- GIVEN PROBLEM: Copy every item below word for word, keeping each line as it appears.

- DATA TO USE:
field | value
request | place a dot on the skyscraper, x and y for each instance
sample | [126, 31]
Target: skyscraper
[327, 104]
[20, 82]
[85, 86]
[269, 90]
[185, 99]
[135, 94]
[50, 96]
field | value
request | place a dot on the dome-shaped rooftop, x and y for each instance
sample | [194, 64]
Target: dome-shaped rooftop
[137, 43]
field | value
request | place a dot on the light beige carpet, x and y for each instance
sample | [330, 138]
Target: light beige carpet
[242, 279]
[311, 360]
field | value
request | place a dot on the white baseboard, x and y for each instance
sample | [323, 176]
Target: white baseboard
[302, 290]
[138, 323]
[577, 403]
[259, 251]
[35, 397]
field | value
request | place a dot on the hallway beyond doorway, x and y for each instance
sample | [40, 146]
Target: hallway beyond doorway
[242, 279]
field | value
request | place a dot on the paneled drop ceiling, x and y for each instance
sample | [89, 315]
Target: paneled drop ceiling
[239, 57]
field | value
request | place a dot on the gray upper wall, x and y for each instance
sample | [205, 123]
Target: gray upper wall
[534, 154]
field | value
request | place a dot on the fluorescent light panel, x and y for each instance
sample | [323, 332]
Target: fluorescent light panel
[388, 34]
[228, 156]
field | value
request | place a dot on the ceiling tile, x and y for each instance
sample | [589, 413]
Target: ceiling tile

- CORRECT RESPONSE:
field | value
request | place a dot on the skyscraper, x and y for each instance
sample | [126, 31]
Target: skyscraper
[327, 104]
[20, 82]
[85, 86]
[269, 90]
[185, 99]
[135, 94]
[50, 96]
field | value
request | place a dot on the dome-shaped rooftop, x and y for each instance
sample | [194, 64]
Target: dome-shaped rooftop
[137, 43]
field | value
request | place a dot on the light beige carpet, x and y for each instance
sample | [330, 138]
Target: light beige carpet
[242, 279]
[311, 360]
field | value
request | place a dot on the white baseboard, x and y for each instance
sample | [323, 176]
Target: white baseboard
[302, 290]
[138, 323]
[577, 403]
[259, 251]
[35, 397]
field | value
request | place a dot on the hallway beyond doorway, x and y for each instance
sample | [40, 146]
Target: hallway beyond doorway
[242, 279]
field | value
request | place a dot on the paneled drop ceiling, x and y for each instance
sample | [89, 315]
Target: paneled drop ceiling
[239, 57]
field | value
request | place a dot on the gray upper wall, x and y for each instance
sample | [205, 123]
Target: gray upper wall
[534, 154]
field | value
request | place a dot on the fluorescent light panel, x and y for each instance
sample | [323, 332]
Target: fluorescent light panel
[388, 34]
[228, 156]
field | value
request | place a dot on the ceiling tile, x and y for each instance
sample | [589, 413]
Target: ceiling tile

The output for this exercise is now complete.